##### Text section

A documentary intended as a portrayal of a happy family in North Korea has instead become a behind-the-scenes look at how the country’s authorities manipulate appearances.
The film “Under the Sun,” which airs at a film festival in Washington on Thursday, assembles smuggled outtakes to show the inner workings of how a propaganda film is made in North Korea, a country known for fiercely controlling its image.
With a script agreed upon by North Korean officials and Russian documentary filmmaker Vitaly Mansky, the project began as a portrait of a supposedly ordinary 8-year-old girl in Pyongyang named Ri Zin Mi, as she prepares to join the upcoming pageantry for the birthday of Kim Jong Il, the late North Korean leader. They also worked out access to the girl, her family, her home, her school, and even the workplaces of her parents.
It is unclear whether the film crew and the North Koreans ever had the same vision for how the film should turn out. But soon after filming began, the filmmakers began to chafe at the expectations of the North Korean authorities.
“It was completely fake,” said producer Simone Baumann. “They would come to the scene, and would tell the people what they have to do, where they have to sit, how they have to sit, how they have to smile, they would tell them what they have to say.”
‘Say that joyfully’
In scene after scene, the movie reveals the outtakes of North Korean handlers staging each scene for the cameras, instructing everyone on what to do, feeding them lines, and directing them to show more enthusiasm.
In one setup, an official tells factory workers to be more effusive about their work. “One more time. Why is your applause so weak?” he says. At a second factory, the handler feeds the workers lines about productivity and workplace satisfaction. “Say that joyfully,” he adds.
Even a highly decorated war veteran is not immune: a minder interrupts him and tells him to finish up his war stories, and segue to his scripted lines.
And for a scene where the young Zin Mi is tucked into bed, two handlers are seen arranging the shot, right down to the blankets.
As disputes worsened over the direction of the project, North Korean authorities announced they were pulling the plug. But the filmmakers still had the footage, including the outtakes, thanks to a camera that was always rolling, and a recording system that used two memory cards instead of one.

##########
##### Data lines

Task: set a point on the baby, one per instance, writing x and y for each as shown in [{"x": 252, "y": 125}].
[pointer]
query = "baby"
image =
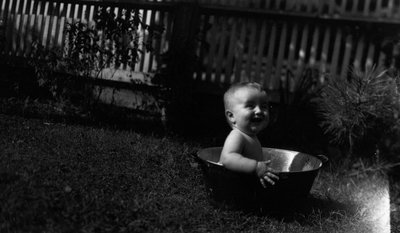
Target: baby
[{"x": 246, "y": 109}]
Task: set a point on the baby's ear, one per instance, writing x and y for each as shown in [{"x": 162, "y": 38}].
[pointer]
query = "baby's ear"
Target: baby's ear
[{"x": 229, "y": 115}]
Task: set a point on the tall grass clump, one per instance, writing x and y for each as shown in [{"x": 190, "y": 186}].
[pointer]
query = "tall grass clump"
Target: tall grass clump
[{"x": 360, "y": 113}]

##########

Requirement ::
Please carry on the article about the North Korean documentary "Under the Sun," starting right after its final sentence. The material above isn't needed for this.

Answer to the exercise ::
Baumann said North Korean censors would review the footage every night and delete clips they did not approve of. But the camera crew, risking unknown consequences if they were caught, kept a duplicate memory card of each shoot.
“The camerawoman is very brave. She put [the memory card] in her trousers when she went to the toilet,” said Baumann. “They gave one of them to the North Koreans, and the second one they took with them.”
Using the smuggled footage, the filmmakers decided to continue the project, unauthorized, as a behind-the-scenes exposé. “We decided we had to show that everything is staged,” said Baumann.
A sardonic explanation is shown onscreen near the beginning of the movie: “The script of this film was assigned to us by the North Korean side. They also kindly provided us with a round-the-clock escort service, chose our filming locations, and looked over all the footage we shot, to make sure we did not make any mistakes in showing the life of a perfectly ordinary family in the best country in the world.”
Parents call director a hypocrite
The movie, with its arresting cinematography and deliberate pacing, includes rarely seen glimpses of daily life in the supposed workers’ paradise: shuffling workers being harangued with loudspeaker slogans; colorless streets almost devoid of cars; and the dreary sight of piles of flowers carted away from a memorial where children had dutifully placed them.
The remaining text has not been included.